-- Input data follows --

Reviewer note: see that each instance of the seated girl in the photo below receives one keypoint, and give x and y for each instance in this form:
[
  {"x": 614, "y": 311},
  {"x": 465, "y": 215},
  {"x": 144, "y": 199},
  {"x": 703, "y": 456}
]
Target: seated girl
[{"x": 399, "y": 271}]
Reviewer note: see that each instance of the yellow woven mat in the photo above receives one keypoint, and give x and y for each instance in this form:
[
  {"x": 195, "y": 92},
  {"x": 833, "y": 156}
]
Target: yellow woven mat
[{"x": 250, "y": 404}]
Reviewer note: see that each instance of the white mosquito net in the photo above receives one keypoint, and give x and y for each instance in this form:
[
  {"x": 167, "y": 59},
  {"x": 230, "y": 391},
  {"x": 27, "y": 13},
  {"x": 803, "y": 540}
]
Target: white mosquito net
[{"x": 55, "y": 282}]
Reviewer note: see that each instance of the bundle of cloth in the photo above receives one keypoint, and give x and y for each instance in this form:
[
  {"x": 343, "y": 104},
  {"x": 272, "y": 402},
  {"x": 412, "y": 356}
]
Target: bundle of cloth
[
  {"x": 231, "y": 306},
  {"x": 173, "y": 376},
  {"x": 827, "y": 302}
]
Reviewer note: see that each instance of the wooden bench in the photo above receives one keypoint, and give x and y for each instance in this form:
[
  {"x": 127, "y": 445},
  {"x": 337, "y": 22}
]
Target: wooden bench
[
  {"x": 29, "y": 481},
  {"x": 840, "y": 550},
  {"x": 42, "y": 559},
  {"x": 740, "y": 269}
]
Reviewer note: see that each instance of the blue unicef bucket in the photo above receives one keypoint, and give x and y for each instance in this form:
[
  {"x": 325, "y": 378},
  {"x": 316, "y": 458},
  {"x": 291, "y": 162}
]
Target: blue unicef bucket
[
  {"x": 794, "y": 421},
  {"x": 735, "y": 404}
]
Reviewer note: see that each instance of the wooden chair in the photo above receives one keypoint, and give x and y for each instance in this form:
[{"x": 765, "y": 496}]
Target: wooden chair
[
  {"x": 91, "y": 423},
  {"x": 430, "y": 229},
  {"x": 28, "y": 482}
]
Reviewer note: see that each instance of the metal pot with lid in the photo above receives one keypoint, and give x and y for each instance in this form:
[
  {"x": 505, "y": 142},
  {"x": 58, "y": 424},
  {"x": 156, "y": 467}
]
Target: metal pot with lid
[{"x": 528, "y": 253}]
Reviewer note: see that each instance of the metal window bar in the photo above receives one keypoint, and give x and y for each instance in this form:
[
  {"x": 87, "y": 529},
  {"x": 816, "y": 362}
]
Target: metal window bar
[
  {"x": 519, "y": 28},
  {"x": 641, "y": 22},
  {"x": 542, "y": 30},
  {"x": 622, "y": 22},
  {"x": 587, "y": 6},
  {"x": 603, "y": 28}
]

-- Input data concluded --
-- Input data follows --

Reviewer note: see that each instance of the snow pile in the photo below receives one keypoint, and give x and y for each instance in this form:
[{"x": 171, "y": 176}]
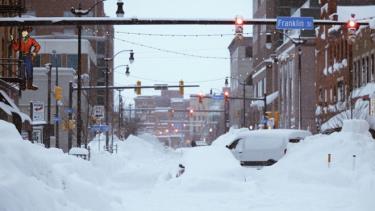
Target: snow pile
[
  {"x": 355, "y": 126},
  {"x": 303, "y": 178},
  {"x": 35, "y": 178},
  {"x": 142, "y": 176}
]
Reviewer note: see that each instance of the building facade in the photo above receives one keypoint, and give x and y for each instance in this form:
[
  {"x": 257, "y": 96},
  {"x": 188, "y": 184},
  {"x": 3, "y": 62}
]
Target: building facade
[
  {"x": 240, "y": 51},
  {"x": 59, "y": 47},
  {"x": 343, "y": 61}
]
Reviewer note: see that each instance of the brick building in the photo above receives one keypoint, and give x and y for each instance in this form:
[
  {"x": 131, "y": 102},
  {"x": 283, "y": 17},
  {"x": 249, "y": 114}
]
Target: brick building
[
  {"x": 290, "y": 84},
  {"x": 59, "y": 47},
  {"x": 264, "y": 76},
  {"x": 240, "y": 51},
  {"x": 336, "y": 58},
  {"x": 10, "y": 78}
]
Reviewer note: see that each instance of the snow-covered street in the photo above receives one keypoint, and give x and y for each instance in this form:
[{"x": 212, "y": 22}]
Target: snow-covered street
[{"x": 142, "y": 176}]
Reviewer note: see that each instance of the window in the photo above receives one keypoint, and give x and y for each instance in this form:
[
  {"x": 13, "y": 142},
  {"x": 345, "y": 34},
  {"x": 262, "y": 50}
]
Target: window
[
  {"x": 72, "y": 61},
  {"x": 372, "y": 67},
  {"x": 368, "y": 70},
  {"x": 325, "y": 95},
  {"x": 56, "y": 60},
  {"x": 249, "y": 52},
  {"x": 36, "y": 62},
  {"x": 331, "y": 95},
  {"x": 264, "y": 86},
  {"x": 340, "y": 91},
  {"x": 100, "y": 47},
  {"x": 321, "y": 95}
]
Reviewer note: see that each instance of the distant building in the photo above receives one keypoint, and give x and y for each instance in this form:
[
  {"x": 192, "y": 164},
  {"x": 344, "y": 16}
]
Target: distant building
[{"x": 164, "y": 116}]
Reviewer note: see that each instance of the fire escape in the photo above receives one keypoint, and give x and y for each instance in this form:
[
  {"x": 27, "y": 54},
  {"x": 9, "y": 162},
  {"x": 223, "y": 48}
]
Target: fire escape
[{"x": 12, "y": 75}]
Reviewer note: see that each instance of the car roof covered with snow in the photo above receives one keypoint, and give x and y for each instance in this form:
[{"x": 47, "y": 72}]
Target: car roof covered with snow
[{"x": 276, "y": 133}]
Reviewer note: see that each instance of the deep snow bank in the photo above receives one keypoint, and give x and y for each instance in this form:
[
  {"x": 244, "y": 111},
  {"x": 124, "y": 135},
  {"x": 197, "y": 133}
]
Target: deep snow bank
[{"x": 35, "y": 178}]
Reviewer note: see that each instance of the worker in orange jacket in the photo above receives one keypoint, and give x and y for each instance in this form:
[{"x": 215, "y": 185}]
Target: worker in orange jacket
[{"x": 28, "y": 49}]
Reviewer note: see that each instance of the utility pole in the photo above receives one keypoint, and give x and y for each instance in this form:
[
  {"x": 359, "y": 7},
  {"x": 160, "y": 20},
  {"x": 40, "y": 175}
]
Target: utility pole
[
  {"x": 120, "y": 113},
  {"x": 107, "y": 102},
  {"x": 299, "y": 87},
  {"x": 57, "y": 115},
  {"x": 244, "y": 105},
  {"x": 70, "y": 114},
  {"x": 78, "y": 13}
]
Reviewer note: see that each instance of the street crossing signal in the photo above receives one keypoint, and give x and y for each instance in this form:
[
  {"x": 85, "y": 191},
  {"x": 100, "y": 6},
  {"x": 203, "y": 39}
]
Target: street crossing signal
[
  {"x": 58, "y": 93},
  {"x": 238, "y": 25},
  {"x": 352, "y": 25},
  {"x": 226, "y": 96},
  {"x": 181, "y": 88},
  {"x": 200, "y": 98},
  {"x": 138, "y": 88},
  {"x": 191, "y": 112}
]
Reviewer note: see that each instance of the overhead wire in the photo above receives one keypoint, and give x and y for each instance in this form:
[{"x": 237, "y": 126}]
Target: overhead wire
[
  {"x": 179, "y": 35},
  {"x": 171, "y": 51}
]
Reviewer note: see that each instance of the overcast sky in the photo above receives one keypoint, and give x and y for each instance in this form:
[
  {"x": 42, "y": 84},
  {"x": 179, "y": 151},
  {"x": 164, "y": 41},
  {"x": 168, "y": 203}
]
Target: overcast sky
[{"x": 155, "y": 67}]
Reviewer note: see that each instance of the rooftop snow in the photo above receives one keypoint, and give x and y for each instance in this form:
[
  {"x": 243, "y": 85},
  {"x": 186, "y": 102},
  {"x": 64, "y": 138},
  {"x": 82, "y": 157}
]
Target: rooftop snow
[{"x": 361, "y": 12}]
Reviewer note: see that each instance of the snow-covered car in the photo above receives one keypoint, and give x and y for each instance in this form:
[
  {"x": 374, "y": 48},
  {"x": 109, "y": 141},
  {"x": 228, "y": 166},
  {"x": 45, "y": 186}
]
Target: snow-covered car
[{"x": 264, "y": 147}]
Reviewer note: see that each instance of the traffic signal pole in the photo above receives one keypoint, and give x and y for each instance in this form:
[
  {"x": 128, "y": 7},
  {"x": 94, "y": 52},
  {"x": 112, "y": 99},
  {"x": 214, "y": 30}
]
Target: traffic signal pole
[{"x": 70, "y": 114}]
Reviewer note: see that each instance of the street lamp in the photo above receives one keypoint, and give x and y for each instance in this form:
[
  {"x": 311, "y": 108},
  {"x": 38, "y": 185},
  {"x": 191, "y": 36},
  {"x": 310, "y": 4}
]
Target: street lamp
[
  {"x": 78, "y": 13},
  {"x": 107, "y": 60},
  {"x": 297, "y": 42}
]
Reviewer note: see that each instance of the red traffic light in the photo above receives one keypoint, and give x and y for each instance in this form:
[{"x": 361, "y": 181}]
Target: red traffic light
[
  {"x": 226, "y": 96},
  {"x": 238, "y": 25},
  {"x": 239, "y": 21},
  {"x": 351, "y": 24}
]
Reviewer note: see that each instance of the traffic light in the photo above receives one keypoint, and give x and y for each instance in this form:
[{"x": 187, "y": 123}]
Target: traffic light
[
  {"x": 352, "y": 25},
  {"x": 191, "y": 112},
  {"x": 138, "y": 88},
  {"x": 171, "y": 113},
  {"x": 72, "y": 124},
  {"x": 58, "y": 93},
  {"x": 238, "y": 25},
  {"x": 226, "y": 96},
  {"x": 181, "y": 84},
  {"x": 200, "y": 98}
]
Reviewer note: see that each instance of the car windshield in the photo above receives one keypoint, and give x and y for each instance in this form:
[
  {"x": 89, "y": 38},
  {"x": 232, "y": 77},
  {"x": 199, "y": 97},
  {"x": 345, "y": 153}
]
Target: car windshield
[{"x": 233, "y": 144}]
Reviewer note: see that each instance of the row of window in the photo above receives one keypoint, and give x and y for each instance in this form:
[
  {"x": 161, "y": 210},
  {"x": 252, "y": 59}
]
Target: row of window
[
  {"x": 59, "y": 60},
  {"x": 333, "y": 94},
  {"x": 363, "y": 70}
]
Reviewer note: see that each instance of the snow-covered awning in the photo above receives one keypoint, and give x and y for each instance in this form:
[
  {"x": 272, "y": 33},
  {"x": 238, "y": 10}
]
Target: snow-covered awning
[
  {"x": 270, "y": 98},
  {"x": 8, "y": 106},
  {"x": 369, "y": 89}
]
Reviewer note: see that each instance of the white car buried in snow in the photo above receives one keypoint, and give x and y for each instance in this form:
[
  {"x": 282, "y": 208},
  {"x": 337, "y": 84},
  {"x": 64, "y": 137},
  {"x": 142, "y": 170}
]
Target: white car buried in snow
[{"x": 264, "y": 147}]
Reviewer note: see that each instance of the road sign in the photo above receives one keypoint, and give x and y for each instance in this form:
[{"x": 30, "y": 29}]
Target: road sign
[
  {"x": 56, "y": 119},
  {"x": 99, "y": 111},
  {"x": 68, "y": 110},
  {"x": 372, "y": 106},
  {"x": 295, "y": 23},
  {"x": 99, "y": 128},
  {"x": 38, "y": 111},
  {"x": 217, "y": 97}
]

-- Input data concluded --

* Exercise details
If a line in the entries above contains "below", it counts toward the total; give only that total.

* Answer
2